» **Aim of the exercise**:
Please retype the entries that follow exactly as they are, leaving the images behind.

» **Provided information**:
________

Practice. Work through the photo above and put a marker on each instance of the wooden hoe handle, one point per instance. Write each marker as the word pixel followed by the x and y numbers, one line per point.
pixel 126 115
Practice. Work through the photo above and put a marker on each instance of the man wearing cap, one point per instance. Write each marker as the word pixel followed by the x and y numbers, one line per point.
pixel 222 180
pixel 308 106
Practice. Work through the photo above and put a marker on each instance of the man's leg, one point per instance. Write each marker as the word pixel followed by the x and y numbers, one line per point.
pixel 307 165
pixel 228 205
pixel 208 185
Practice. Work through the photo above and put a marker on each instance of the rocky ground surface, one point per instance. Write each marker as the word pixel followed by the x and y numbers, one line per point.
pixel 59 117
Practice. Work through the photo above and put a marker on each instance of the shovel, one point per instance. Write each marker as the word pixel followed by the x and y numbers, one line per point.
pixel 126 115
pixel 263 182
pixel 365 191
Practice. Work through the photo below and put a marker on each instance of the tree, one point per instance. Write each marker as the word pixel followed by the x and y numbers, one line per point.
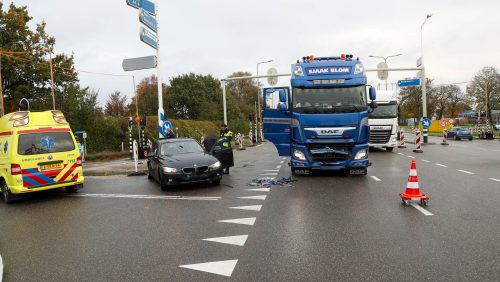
pixel 485 90
pixel 116 105
pixel 25 62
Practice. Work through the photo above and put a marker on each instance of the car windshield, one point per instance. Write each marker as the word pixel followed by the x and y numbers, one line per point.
pixel 385 111
pixel 323 100
pixel 180 147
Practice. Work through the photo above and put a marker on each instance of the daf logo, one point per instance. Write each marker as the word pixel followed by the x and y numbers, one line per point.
pixel 329 131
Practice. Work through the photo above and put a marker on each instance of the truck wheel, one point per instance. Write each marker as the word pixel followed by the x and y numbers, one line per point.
pixel 7 196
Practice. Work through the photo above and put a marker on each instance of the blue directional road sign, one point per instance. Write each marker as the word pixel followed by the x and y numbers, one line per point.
pixel 147 19
pixel 148 6
pixel 149 38
pixel 409 82
pixel 426 123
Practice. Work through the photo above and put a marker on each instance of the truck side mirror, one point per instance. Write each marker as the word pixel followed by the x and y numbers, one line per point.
pixel 373 94
pixel 282 94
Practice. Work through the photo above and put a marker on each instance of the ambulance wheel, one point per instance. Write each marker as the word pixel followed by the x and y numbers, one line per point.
pixel 7 196
pixel 70 189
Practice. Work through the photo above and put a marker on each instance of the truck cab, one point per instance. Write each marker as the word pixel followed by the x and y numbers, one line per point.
pixel 383 121
pixel 321 121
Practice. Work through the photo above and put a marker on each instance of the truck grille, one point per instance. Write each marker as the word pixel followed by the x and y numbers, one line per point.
pixel 344 152
pixel 380 136
pixel 197 170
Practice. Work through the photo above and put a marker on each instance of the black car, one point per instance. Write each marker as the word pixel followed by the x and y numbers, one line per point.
pixel 182 161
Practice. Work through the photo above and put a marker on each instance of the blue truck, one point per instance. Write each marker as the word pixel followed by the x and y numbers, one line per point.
pixel 322 121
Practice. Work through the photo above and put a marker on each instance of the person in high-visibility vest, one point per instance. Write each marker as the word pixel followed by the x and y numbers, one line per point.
pixel 226 135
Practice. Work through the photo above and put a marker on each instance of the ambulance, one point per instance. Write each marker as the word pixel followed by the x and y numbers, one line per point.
pixel 37 152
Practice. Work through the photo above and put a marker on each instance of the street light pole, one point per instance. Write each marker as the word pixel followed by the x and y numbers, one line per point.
pixel 423 82
pixel 257 115
pixel 385 60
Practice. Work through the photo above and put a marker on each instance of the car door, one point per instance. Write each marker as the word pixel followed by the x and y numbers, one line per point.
pixel 224 155
pixel 277 117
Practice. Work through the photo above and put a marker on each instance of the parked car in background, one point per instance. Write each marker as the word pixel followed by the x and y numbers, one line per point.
pixel 497 125
pixel 459 133
pixel 182 161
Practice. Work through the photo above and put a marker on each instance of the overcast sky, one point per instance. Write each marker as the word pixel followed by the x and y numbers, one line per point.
pixel 219 37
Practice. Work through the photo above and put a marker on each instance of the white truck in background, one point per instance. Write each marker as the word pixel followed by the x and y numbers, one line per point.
pixel 383 121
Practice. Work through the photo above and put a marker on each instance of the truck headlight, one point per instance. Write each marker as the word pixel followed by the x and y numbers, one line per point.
pixel 215 165
pixel 359 69
pixel 361 154
pixel 297 71
pixel 167 169
pixel 299 155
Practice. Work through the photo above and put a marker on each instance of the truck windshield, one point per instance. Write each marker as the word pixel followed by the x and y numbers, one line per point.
pixel 325 100
pixel 385 111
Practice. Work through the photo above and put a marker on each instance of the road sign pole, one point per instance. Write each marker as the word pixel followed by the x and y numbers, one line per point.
pixel 161 113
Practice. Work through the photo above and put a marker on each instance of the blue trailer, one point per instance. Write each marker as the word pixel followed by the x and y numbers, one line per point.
pixel 322 121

________

» **Output below**:
Practice. Work through the photo above and put a marker on each instance of the wooden hoe handle, one point per instance. Write each marker as the word pixel followed by the x and y numbers, one line per point.
pixel 126 115
Practice. Work through the photo above and put a marker on each instance of the man wearing cap, one point per instance. Write each marker as the word pixel followed by the x and y numbers, one line per point.
pixel 222 180
pixel 308 106
Practice. Work through the photo above and put a marker on each instance of the man's leg, one point per instance. Write each marker as the word pixel followed by the x and y numbers, one line per point.
pixel 307 165
pixel 228 205
pixel 208 185
Practice. Work through the photo above and put a marker on each instance of the rocky ground surface, one point per instance. Write each marker as the word pixel followed by the x and y numbers, one line per point.
pixel 59 117
Practice. Work through the photo above and put a marker on each instance of the shovel, one point per instance. Write each marker as the word pixel followed by the x and y numbers, one line per point.
pixel 126 115
pixel 263 182
pixel 365 191
Practice. Work through the photo below and put a marker on each instance of the tree, one point per instance. Write each marker as the word pixel followed by the x and y numbers, one line per point.
pixel 485 90
pixel 116 105
pixel 25 62
Practice. Work through the photo above and put a marker on each instance of the car windshield, one point per instance. Write each marker as the word pixel followed by the x and y numbers, one line per point.
pixel 385 111
pixel 323 100
pixel 180 147
Practice. Work through the photo above and put a marker on each instance of the daf logo, one point per instance. Write each marker as the word pixel followed by the x and y numbers, one line per point.
pixel 329 131
Practice. Work through the photo above and put a marker on each instance of the truck wheel, one point per instance. Write each marker as the word pixel followed by the x and y numbers, one line per point.
pixel 7 196
Practice. Work through the photo above and put a marker on each instance of the blue directional road sign, one point per instance. Write each marker as the word pixel followed by the x and y numbers, one line per point.
pixel 147 19
pixel 148 6
pixel 149 38
pixel 409 82
pixel 426 123
Practice. Work through the photo above and put a marker on each instance of the truck side mirror, one point per instance. Write each marker as the word pixel followed by the x and y numbers, one line per point.
pixel 373 94
pixel 282 94
Practice. Work through the photo above and put a marker on each instance of the ambulance wheel, one point per instance. Write each marker as the word pixel followed by the x and y numbers, one line per point.
pixel 7 196
pixel 70 189
Practice. Work through the photo above and put a marker on each instance of the truck cab, one point per instance. Write each marker as the word pixel followed by the x and y numbers, one line per point.
pixel 383 121
pixel 321 121
Practice. Work through the photo above and put a marker on each instance of the truck grille, one point per instance. Write each marker as the word pixel followed by the x and y numbers, one line per point.
pixel 344 152
pixel 380 136
pixel 197 170
Practice. Work through the photo above and put a marker on each instance of the black car, one point per instance. Write each marker as the word pixel followed by the x and y numbers, one line per point.
pixel 182 161
Practice. Work through the photo above and put a marker on each instance of the blue truck, one point per instance. Write each marker as the word pixel followed by the x and y numbers, one line per point.
pixel 322 121
Practice. Work through the photo above and put a marker on each instance of the person in high-visibility vest, one point per instance. Write each marker as the word pixel followed by the x and y numbers, one line per point.
pixel 226 135
Practice. Work through the photo above and put a marker on each instance of the ambulance, one point per instance. Write each marker as the word pixel followed by the x and y numbers, one line per point.
pixel 37 152
Practice. Work through the photo above and put a marker on each instance of the street light pole, one point per instance. Write each marker as the word pixel followed by the x and y numbers, one line per point.
pixel 423 82
pixel 257 115
pixel 385 60
Practice. Work through the photo above and put a marker on each instance of the car door, one point per instance. Write each marker as the word pixel followed by the x and y numbers, one line per point.
pixel 224 155
pixel 277 117
Practice. Work through the photo above and put a marker on each instance of the parked car in background, one point per instance. Write each marker as the word pixel followed by the x and y numbers, one line per point.
pixel 497 125
pixel 459 133
pixel 182 161
Practice. Work through the photo above and put a marker on each instance of the overcast sky, one point per instance. Write each marker as the word pixel followed by the x and y numbers, one line per point.
pixel 219 37
Practice. Work through the photo above and put a marker on each instance of the white truck in background, one point per instance. Write each marker as the word pixel followed by the x and y numbers, one line per point.
pixel 383 121
Practice. Work through the photo above and put a marker on each instance of the truck headlight, one point per instance. Write each marker as the word pixel followed by the x and y numbers, one line per point.
pixel 215 165
pixel 359 69
pixel 361 154
pixel 297 71
pixel 167 169
pixel 299 155
Practice. Work through the photo above and put a marker on each instance of the truck windshield, one point per instance. Write each marker as the word pixel followed by the x and y numbers, one line per point.
pixel 325 100
pixel 385 111
Practice. Work through the photo above and put a marker on each instance of the road sign pole, one point per instance. Write each marker as the word pixel followed by the x and y numbers, one line per point.
pixel 161 113
Practice. Work through the photo above and put a marker on each instance of the blue trailer, one point per instance. Write each marker as the word pixel followed by the x and y numbers, one line per point.
pixel 322 121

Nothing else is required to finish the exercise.